Reproduce the listing below line for line, without altering any character.

(Source listing)
☆ ☆ ☆
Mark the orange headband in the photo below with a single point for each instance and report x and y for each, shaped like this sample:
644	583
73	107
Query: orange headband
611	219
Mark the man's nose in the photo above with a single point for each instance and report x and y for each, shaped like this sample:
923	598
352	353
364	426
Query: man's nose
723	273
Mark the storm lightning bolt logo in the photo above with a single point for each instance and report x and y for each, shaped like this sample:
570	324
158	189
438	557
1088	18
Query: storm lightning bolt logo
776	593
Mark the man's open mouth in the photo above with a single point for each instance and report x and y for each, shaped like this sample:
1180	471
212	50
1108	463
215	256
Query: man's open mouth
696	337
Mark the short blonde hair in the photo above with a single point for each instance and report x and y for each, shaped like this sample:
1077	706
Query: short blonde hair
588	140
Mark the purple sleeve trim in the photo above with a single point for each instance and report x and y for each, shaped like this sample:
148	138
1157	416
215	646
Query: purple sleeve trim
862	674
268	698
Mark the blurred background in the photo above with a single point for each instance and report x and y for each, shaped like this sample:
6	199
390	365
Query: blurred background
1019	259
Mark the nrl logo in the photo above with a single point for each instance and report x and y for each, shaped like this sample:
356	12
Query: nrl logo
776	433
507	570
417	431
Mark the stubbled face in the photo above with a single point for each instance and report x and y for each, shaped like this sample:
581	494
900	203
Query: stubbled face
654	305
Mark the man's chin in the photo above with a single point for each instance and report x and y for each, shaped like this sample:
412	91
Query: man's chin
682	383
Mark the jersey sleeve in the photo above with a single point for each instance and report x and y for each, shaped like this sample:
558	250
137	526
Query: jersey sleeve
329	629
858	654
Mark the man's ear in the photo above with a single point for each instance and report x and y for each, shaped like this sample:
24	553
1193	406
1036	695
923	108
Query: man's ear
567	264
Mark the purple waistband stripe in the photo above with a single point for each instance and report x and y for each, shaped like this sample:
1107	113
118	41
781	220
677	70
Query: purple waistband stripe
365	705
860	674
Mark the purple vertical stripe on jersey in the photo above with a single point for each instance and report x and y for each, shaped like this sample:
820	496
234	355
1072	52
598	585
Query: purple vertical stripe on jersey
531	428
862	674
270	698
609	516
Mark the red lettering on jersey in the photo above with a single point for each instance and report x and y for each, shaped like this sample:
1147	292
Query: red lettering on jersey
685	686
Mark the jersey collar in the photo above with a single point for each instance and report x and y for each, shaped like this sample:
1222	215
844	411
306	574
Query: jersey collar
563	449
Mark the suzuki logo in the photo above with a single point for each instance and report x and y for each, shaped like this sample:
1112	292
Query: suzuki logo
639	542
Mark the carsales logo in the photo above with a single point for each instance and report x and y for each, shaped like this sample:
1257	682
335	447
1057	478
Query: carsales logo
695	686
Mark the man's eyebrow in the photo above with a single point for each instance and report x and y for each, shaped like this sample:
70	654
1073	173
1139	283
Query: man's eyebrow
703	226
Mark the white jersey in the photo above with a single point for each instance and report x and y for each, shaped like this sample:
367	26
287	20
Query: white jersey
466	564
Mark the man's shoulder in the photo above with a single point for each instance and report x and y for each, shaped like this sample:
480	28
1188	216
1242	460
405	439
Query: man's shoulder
☆ ☆ ☆
▸ **ANSWER TO THIS TASK**
Mark the orange headband in the photo below with a single point for each instance and report x and y for each, shaped like this sample:
644	583
73	107
Query: orange headband
611	219
Mark the man's nose in the photo above with a single point for each instance and report x and y for each, shaped like this sample:
923	598
352	353
364	426
Query: man's nose
723	273
Mark the storm lightning bolt logo in the photo above with a single point for each instance and report x and y for each, shaped like this sample:
570	324
158	189
438	557
1088	18
Query: storm lightning bolt logo
776	593
Mark the man's open mouth in the photo above with a single point for each instance and report x and y for each, shaped like this sample:
1180	471
212	50
1108	463
215	256
Query: man's open mouth
696	337
Mark the short blonde hair in the photo above with a single point for each instance and report x and y for each, shaped like this sample:
1077	706
Query: short blonde hair
588	140
Mark the purple sleeve trim in the photo above with a single point for each instance and report x and y for each, shaped like this sample:
148	138
1157	416
215	646
Query: purple sleeve trim
862	674
268	698
Mark the blurred background in the photo above with a single point for each instance and report x and y for each, shaped like this sample:
6	199
390	365
Query: blurred background
1019	259
Mark the nrl logo in the photo above with a single point for each instance and report x and y for each, shaped like this sample:
356	12
Query: nrl logo
776	433
507	570
417	431
Mark the stubbled face in the photo above with a single point for each instance and report x and y for each, shaped like this sample:
581	494
900	203
Query: stubbled face
654	305
Mark the man's chin in the photo above with a single point for each instance and report x and y for each, shaped like this sample:
412	91
Query: man's chin
682	383
Mark the jersey sleeve in the photo above with a single point for each instance and report x and y for each, shaped like this sample:
558	250
137	526
Query: jersey sleeve
329	629
858	654
Mark the man's ear in the photo above with a single point for each instance and report x and y for each, shaped like this sample:
24	553
1193	406
1036	695
923	108
Query: man's ear
567	264
Mark the purple waistband stripe in the photo above with a single point for each instance and report x and y for each, shaped like this sample:
1107	113
118	41
781	220
677	70
Query: purple waistband stripe
365	705
860	674
Mark the purple vertical stripe on jersey in the photo above with a single point for each instance and report x and y for each, shaped like this sample:
820	496
234	355
1072	52
598	585
Query: purple vertical stripe on jersey
531	428
862	674
270	698
609	516
Mark the red lettering on jersey in the photo above with a single point for each instance and report x and y for each, shaped like this sample:
1147	292
Query: red lettering on jersey
685	686
Mark the jersey collar in the photo above with a single point for each instance and report x and y for each, shaped like this sample:
1222	215
844	411
306	574
Query: jersey collar
563	449
Mark the suzuki logo in the photo above with a single point for each instance and report x and y for each, shaped like this sample:
1112	292
Query: suzuki logo
639	542
Mark the carsales logo in the photo above with a single point for each instance and report x and y for each, shaped like this sample:
1257	682
335	447
1057	478
Query: carsales logo
695	686
Mark the man's eyebrow in the photo above with a single point for each instance and report x and y for each, shaped like this sample:
70	654
1073	173
1139	283
Query: man's eyebrow
703	226
Mark the white jersey in the photo above with a single point for each instance and report x and y for each, shaped like this sample:
367	26
287	20
Query: white jersey
466	564
Mark the man's shoulder in the photo above with a single point for each instance and report x and y for each, shaped like this sample:
480	28
1188	216
1242	460
405	439
Query: man's shoulder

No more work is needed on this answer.